DONNÉES FOURNIES —
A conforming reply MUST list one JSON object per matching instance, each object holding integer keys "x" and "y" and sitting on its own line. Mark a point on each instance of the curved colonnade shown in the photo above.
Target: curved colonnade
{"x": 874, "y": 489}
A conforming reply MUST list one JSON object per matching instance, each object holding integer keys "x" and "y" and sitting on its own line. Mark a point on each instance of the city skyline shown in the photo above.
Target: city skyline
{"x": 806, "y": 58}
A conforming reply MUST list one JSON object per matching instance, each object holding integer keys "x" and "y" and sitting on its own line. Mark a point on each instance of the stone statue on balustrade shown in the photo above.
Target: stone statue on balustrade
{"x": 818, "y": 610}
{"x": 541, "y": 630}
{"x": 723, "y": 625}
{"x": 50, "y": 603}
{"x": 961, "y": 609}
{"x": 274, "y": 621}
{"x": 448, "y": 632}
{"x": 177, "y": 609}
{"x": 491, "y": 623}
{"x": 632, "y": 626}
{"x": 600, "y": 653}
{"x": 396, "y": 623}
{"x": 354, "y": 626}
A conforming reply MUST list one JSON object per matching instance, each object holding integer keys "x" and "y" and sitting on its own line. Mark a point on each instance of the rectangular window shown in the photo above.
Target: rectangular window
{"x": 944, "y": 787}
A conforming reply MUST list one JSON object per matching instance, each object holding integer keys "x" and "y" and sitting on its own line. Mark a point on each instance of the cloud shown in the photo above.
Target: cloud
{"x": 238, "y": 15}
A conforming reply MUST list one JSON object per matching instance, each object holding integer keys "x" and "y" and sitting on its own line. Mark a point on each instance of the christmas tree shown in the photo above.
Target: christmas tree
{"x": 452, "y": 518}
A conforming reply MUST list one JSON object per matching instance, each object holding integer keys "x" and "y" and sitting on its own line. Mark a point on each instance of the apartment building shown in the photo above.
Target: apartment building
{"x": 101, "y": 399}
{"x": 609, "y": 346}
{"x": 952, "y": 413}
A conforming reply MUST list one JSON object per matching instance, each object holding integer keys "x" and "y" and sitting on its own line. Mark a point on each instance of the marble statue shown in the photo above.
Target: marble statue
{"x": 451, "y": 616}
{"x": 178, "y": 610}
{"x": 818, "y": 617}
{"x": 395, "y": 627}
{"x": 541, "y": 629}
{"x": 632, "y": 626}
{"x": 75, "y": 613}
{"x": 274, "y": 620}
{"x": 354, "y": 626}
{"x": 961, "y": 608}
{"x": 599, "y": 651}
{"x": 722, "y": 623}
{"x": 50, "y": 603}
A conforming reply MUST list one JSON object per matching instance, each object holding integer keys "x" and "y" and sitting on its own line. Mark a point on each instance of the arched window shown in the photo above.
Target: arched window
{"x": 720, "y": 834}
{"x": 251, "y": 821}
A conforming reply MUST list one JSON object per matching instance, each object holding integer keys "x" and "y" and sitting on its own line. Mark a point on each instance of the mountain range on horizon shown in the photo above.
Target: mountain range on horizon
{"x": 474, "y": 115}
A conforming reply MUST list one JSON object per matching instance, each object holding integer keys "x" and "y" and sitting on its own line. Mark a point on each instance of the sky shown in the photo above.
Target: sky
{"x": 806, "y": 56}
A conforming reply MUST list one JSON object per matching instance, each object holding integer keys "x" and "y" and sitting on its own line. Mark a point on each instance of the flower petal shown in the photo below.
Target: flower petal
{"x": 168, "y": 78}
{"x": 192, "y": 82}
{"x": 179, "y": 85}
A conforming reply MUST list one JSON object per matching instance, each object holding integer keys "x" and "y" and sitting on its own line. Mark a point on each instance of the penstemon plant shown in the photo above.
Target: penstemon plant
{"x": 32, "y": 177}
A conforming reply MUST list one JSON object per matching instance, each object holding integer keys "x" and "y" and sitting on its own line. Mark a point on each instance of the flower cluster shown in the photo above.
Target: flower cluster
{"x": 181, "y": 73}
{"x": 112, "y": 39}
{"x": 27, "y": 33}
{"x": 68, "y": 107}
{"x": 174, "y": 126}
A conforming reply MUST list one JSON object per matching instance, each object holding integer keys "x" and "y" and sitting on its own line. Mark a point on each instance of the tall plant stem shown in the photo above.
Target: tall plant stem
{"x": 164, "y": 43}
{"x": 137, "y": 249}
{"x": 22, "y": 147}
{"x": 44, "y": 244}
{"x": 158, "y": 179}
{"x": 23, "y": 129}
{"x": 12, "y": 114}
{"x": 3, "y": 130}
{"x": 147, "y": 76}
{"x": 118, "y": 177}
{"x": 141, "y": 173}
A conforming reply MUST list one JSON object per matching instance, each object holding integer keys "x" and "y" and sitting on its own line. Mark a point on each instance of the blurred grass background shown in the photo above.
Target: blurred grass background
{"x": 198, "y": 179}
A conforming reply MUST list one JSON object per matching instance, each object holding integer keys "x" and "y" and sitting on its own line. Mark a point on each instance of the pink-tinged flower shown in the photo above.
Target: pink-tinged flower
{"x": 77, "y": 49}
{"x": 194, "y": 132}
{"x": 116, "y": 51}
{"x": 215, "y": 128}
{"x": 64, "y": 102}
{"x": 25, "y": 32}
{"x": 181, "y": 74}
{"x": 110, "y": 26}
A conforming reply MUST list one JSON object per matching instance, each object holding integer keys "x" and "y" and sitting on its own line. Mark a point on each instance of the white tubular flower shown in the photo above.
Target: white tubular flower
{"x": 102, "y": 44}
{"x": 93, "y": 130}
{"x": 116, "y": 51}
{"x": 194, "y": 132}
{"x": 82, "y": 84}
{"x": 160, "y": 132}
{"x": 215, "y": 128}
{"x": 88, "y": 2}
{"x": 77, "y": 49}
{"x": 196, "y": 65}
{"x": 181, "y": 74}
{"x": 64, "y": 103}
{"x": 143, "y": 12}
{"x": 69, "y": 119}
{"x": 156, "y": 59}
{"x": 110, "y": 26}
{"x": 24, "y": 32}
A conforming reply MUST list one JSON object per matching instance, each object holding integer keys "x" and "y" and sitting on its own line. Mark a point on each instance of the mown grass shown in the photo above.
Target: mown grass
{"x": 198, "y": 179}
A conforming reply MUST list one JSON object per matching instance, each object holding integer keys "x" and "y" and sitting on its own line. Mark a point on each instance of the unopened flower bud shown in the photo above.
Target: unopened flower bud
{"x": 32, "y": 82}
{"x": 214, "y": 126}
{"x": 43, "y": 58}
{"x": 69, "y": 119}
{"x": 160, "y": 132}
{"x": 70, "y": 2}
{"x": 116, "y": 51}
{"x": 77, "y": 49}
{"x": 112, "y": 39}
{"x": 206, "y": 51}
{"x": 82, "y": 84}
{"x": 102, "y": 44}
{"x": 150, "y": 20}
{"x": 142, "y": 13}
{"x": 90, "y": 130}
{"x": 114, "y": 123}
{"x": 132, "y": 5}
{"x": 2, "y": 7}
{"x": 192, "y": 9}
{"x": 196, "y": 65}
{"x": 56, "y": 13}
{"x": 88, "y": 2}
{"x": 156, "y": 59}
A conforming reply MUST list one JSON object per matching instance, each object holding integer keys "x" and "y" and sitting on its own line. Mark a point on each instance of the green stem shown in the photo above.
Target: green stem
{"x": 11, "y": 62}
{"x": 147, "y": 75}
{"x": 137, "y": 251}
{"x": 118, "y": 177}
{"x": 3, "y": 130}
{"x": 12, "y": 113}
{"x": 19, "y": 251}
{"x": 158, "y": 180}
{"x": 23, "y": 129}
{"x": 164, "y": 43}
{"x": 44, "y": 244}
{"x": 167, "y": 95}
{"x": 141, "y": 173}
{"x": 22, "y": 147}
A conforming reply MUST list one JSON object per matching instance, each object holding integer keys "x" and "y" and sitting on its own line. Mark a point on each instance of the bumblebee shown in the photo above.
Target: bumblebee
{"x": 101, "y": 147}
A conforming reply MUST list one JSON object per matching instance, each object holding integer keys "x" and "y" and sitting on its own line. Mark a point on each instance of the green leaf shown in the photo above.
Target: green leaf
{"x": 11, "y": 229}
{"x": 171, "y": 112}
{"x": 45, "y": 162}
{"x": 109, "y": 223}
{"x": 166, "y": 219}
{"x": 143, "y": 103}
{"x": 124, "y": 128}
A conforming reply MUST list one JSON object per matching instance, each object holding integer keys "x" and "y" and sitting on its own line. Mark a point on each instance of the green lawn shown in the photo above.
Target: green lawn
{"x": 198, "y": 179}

OBJECTIF VISÉ —
Reprenez intégralement les lignes des données, de celle qui contient « bumblebee shown in the photo above. » jusqu'à la dernière, y compris celles qui ne portent aucune coordonnée. Multipliez chaque coordonnée x et y par 2,55 et arrondissez le résultat à l'entier le plus proche, les demis étant arrondis vers le haut.

EXERCICE TERMINÉ —
A conforming reply MUST list one JSON object per matching instance, each object holding integer keys "x" and "y" and sitting on its own line. Mark a point on each instance of the bumblebee shown in the photo above.
Target: bumblebee
{"x": 258, "y": 375}
A conforming reply MUST list one JSON object per matching instance, each object holding integer keys "x" and "y" and sitting on its own line. Mark a point on each instance of the green leaf shown in the photo above.
Target: green leaf
{"x": 28, "y": 584}
{"x": 436, "y": 286}
{"x": 115, "y": 413}
{"x": 278, "y": 569}
{"x": 423, "y": 558}
{"x": 365, "y": 263}
{"x": 316, "y": 326}
A conforming reply MUST list one JSON object per matching instance, each object holding integer keys "x" and "y" and sitting on its own line. Mark a point on each instance of the green lawn shown in the photo above.
Target: green lawn
{"x": 505, "y": 456}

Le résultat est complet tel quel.